▶ Task goal: Rewrite the lines, changing "twig" to "branch" and keeping everything else the same. Omit the pictures from your version.

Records
============================================================

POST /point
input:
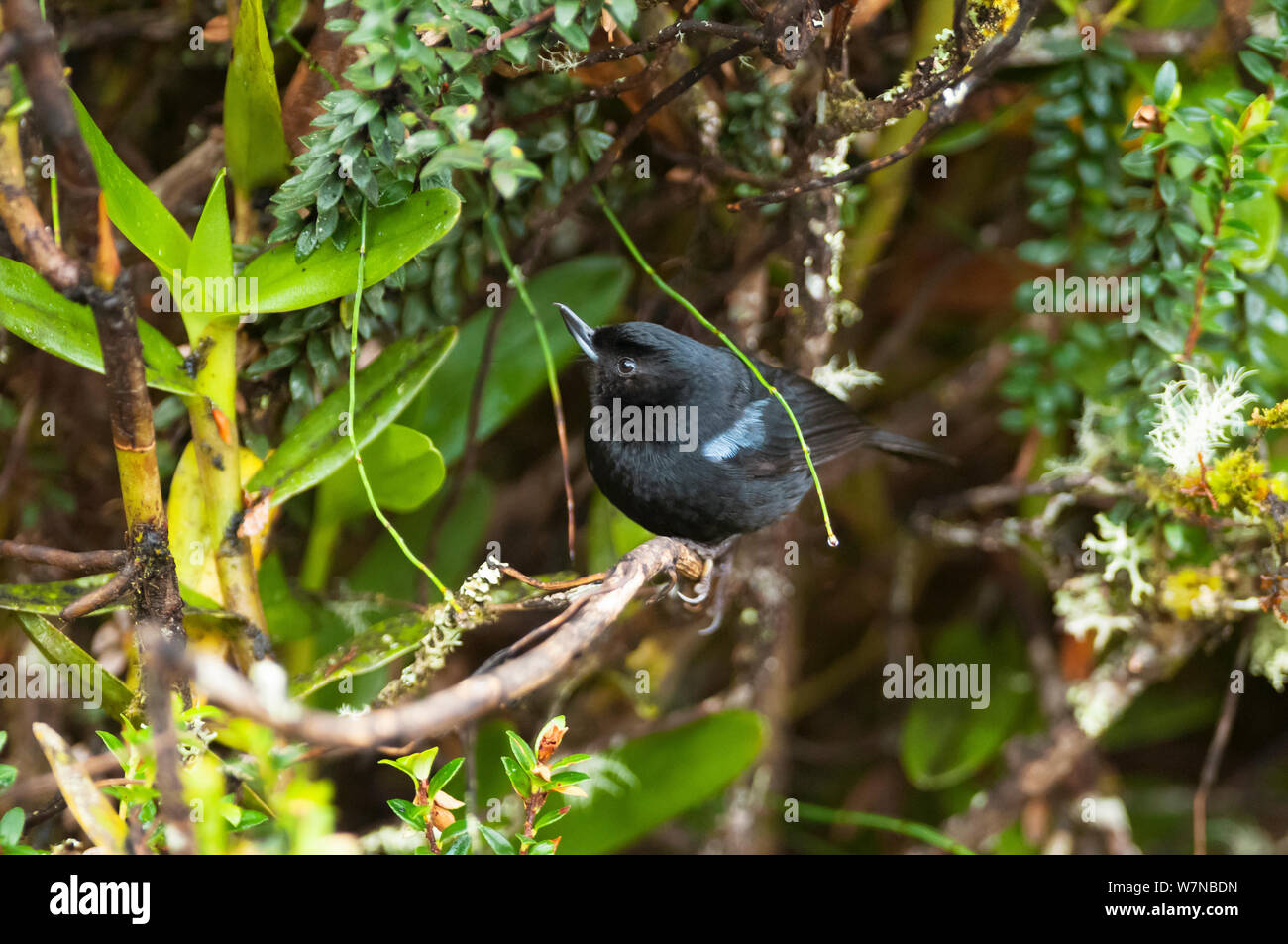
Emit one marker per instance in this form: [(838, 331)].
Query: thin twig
[(1216, 750), (473, 697), (76, 562), (110, 592)]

============================================================

▶ Complete answer:
POST /point
input:
Emit one marker per instance in this form: [(838, 331)].
Query: thin branch
[(1216, 750), (473, 697), (76, 562), (110, 592)]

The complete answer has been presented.